**Given task:**
Would you output the whole listing below, exactly as it reads?

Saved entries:
※
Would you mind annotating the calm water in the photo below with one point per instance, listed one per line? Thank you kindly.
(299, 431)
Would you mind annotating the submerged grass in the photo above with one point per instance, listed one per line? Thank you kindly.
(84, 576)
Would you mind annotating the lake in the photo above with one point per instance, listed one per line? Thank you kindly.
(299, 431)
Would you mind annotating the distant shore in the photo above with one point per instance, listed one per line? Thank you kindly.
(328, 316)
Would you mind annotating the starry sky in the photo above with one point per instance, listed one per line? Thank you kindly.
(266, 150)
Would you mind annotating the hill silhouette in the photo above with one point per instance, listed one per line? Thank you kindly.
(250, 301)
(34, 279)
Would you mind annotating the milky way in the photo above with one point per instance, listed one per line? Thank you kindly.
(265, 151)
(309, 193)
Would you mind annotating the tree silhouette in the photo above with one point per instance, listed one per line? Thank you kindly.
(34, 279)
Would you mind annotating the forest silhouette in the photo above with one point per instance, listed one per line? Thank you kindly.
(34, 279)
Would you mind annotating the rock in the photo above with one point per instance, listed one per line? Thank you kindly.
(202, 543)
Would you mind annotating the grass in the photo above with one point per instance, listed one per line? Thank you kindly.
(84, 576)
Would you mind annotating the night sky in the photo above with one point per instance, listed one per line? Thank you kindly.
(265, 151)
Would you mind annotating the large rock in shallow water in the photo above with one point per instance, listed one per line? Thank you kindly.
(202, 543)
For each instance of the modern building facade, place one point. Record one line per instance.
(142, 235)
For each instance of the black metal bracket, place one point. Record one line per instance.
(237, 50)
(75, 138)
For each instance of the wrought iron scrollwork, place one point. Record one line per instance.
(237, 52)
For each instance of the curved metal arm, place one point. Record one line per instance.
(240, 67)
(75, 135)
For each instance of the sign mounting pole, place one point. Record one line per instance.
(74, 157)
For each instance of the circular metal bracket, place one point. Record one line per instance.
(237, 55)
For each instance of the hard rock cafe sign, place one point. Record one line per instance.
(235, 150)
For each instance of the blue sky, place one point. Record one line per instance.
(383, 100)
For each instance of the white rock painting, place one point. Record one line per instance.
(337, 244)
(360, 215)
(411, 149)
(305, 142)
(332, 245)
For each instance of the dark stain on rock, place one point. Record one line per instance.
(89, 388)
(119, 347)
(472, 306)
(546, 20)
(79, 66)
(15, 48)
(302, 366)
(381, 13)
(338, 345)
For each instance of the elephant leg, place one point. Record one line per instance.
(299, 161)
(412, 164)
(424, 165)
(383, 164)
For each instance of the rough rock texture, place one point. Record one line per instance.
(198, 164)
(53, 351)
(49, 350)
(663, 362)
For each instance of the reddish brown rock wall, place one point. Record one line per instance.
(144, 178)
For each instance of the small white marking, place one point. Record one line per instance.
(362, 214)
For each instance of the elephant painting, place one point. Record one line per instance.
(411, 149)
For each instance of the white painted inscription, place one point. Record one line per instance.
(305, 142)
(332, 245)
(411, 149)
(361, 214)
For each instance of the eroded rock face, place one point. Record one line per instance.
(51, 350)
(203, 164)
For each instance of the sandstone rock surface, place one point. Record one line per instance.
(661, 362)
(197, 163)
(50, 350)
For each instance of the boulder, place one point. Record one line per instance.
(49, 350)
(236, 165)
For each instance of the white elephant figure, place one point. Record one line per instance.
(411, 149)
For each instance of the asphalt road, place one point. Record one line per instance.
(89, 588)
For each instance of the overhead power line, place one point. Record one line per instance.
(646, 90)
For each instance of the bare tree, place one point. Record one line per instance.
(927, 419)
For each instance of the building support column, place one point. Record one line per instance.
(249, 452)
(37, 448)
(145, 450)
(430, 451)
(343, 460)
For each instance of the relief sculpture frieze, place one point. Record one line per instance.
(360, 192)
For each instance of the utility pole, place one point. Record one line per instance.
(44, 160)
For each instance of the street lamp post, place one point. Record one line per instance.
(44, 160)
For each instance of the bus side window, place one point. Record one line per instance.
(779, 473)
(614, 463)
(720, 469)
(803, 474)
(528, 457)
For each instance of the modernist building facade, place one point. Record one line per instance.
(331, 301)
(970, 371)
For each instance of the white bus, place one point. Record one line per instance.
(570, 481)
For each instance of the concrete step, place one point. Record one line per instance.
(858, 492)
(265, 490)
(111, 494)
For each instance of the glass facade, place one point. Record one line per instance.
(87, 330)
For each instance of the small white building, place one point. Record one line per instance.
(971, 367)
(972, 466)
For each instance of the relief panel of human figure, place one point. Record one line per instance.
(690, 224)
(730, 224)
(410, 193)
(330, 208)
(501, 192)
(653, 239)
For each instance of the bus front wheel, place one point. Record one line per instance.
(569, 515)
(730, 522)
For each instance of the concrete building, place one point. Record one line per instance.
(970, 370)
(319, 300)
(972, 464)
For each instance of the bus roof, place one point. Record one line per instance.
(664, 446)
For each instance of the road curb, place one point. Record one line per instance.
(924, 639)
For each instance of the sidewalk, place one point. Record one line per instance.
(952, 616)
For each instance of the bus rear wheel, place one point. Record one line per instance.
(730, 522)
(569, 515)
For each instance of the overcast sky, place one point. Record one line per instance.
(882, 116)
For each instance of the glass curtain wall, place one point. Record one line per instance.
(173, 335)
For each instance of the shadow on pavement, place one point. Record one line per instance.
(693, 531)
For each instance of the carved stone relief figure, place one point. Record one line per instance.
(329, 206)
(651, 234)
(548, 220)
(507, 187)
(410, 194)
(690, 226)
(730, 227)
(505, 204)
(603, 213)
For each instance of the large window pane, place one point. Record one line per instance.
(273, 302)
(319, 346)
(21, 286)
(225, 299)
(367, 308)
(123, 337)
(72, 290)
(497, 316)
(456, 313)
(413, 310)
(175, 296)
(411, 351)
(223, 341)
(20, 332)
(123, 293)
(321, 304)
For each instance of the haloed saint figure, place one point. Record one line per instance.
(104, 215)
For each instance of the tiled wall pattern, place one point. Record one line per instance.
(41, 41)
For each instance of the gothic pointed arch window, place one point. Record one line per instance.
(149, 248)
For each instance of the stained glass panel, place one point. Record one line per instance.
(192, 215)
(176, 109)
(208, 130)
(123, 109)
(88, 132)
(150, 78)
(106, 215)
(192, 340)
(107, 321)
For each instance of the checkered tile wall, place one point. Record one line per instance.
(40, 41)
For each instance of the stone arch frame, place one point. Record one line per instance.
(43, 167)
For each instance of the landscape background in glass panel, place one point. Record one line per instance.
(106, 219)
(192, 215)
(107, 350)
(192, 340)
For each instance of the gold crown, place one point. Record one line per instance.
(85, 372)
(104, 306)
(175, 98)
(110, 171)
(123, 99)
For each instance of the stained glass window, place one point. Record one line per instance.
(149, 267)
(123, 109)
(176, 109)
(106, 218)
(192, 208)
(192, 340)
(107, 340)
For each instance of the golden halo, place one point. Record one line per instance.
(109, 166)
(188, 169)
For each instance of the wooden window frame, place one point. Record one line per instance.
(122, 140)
※
**Task answer:**
Would you mind annotating the calm water in the photo below with one point per instance, listed one per line? Thank you kindly.
(299, 431)
Would you mind annotating the submerged grass in the photo above with one point per instance, listed one per line? Thank you kindly.
(84, 576)
Would you mind annotating the lake in the photo above with one point per instance, listed one per line? Thank you kindly.
(299, 431)
Would you mind annotating the distant shore in the photo above with one point per instance, listed one per line? Thank you kindly.
(328, 316)
Would you mind annotating the starry sky in the photo above with one point per instance, listed one per line? Thank you kindly.
(266, 150)
Would you mind annotating the hill silhouette in the photo above with one point per instance, listed one per line? Thank you kindly.
(250, 301)
(34, 279)
Would you mind annotating the milky way in the photo above with one point per instance, listed one per line? Thank you kindly.
(265, 151)
(309, 193)
Would you mind annotating the tree silhouette in the photo above with one point per instance, listed one per line? Thank you kindly.
(34, 279)
Would you mind annotating the forest silhouette in the photo above with one point per instance, listed one per line? Thank you kindly.
(34, 279)
Would you mind annotating the rock in the photo above with one point per instance, listed one per line? Thank you kindly.
(202, 543)
Would you mind annotating the grass in the photo above with one point per instance, listed one per line? Thank you kindly.
(84, 576)
Would you mind annotating the night sky in the photo above with one point per instance, listed one per line? Thank you kindly.
(265, 151)
Would you mind annotating the large rock in shallow water in the photo above with one point per instance, listed one per line? Thank you kindly.
(202, 543)
For each instance of the modern building facade, place one point. Record one line per instance.
(142, 235)
For each instance of the black metal bracket, place one point. Record one line per instance.
(237, 50)
(75, 138)
For each instance of the wrought iron scrollwork, place one point. Record one line per instance.
(237, 52)
For each instance of the curved metal arm, place one point. Record one line per instance.
(240, 67)
(75, 135)
For each instance of the sign mounting pole, place one point. Record one line per instance.
(74, 157)
For each instance of the circular metal bracket, place one point. Record one line per instance.
(237, 55)
For each instance of the hard rock cafe sign, place one point. Record one line per instance.
(235, 150)
For each instance of the blue sky, place one point. Record one line per instance.
(383, 100)
For each instance of the white rock painting, place one point. Record one line per instance.
(337, 244)
(360, 215)
(411, 149)
(305, 142)
(332, 245)
For each instance of the dark stain on rock, place one point. Record one line per instance.
(89, 388)
(119, 347)
(472, 306)
(546, 20)
(79, 66)
(15, 48)
(302, 366)
(381, 13)
(338, 345)
For each instance of the elephant leg, place one point. Record one line per instance.
(299, 161)
(412, 164)
(424, 165)
(383, 164)
For each instance of the rough rock texture, place one point. Record one line per instance.
(198, 164)
(53, 351)
(49, 350)
(663, 362)
For each instance of the reddish brown rock wall, place one point. Record one line per instance.
(144, 178)
For each instance of the small white marking, place one point. Record one line per instance.
(362, 214)
For each instance of the elephant painting, place one point. Record one line per instance.
(411, 149)
For each instance of the white painted inscription, place one point. Record one line per instance.
(305, 142)
(332, 245)
(411, 149)
(361, 214)
For each instance of the eroded rock face, place one point. Record one line per instance.
(51, 350)
(203, 164)
For each instance of the sandstone rock surface, place one point. Record one line per instance.
(661, 362)
(197, 163)
(50, 350)
For each instance of the boulder, place one point. Record one line per instance.
(49, 350)
(236, 165)
For each instance of the white elephant figure, place one point. Record one line per instance.
(411, 149)
For each instance of the asphalt road, place one point. Record one line per instance.
(89, 588)
For each instance of the overhead power line, place one point. Record one line per instance.
(646, 90)
For each instance of the bare tree, place one point. Record one line per instance.
(927, 419)
For each instance of the building support column, place one point. Record one line per instance.
(249, 452)
(37, 448)
(145, 450)
(430, 451)
(343, 460)
For each instance of the relief sculpture frieze, place one point. Record one line per instance.
(360, 192)
For each instance of the utility pole, place one point. Record one line per instance.
(44, 160)
For each instance of the street lamp post, place one point. Record one line per instance.
(44, 160)
For each instance of the bus side window, place one point. Record one line per instance.
(779, 473)
(614, 463)
(720, 469)
(803, 474)
(528, 457)
For each instance of the modernist building facade, place one point. Record one line per instance.
(331, 301)
(970, 371)
For each instance of the white bus, place one point. Record one line per instance.
(570, 481)
For each instance of the concrete step, place one point. Record one line per instance.
(858, 492)
(265, 490)
(111, 494)
For each instance of the glass facade, place one point. Record one line per instance.
(87, 330)
For each instance of the small white building, place one point. Record one line per instance.
(971, 367)
(972, 466)
For each instance of the relief panel of human figure, place one point. Record one line per instance.
(690, 224)
(730, 224)
(410, 193)
(330, 208)
(501, 192)
(653, 239)
For each instance of the bus front wheel, place one point. Record one line per instance.
(569, 515)
(730, 522)
For each instance of the concrete building, place one point. Record one line per instance.
(970, 370)
(319, 300)
(972, 464)
For each instance of the bus roof, place one point. Record one line per instance.
(664, 446)
For each instance of the road curb, place one point. Record one line per instance.
(924, 639)
For each instance of the sidewalk, place one point. Record one line per instance.
(952, 616)
For each instance of the bus rear wheel, place one point. Record one line per instance.
(730, 522)
(569, 515)
For each instance of the overcast sky, place one point. Record one line per instance.
(882, 116)
For each instance of the glass curtain wall, place one point. Record one line per instance.
(173, 335)
For each instance of the shadow on pavement, place one point. Record one line per instance.
(693, 531)
For each instance of the carved stone relief figure, place one point. Record one line per instance.
(329, 206)
(651, 234)
(548, 220)
(507, 187)
(410, 194)
(690, 226)
(730, 227)
(505, 204)
(603, 213)
For each instance of the large window pane, place one point. Record one line per instance.
(273, 302)
(319, 346)
(21, 286)
(225, 299)
(367, 308)
(123, 337)
(72, 290)
(497, 316)
(456, 313)
(413, 310)
(175, 296)
(411, 351)
(223, 341)
(20, 332)
(123, 293)
(321, 304)
For each instance of the haloed saint figure, place one point. Record one line per instance.
(104, 215)
For each instance of the tiled wall pattern, place one point. Record one line per instance.
(41, 41)
For each instance of the gothic pointed arch window, place one point. Record one line per instance.
(149, 248)
For each instance of the stained glass panel, place one point. Record one line per instance.
(192, 215)
(176, 109)
(208, 130)
(123, 109)
(88, 132)
(150, 78)
(106, 215)
(192, 340)
(107, 321)
For each instance of the checkered tile wall, place one point. Record one line per instance.
(40, 41)
For each instance of the stone arch frame, place one point. Record one line per instance.
(43, 167)
For each instance of the landscape background in glass panel, place one point. Record one line per instance.
(106, 219)
(192, 215)
(107, 350)
(192, 340)
For each instance of the gold crown, place one point. Record one line per instance.
(85, 372)
(104, 306)
(175, 98)
(110, 171)
(123, 99)
For each instance of the stained glass window, place one point. Record one line per instance.
(149, 267)
(123, 109)
(176, 109)
(106, 218)
(192, 208)
(192, 340)
(107, 340)
For each instance of the golden halo, place one point. Record one line per instance.
(109, 166)
(188, 169)
For each instance of the wooden window frame, place one point. Record one line per instance.
(122, 140)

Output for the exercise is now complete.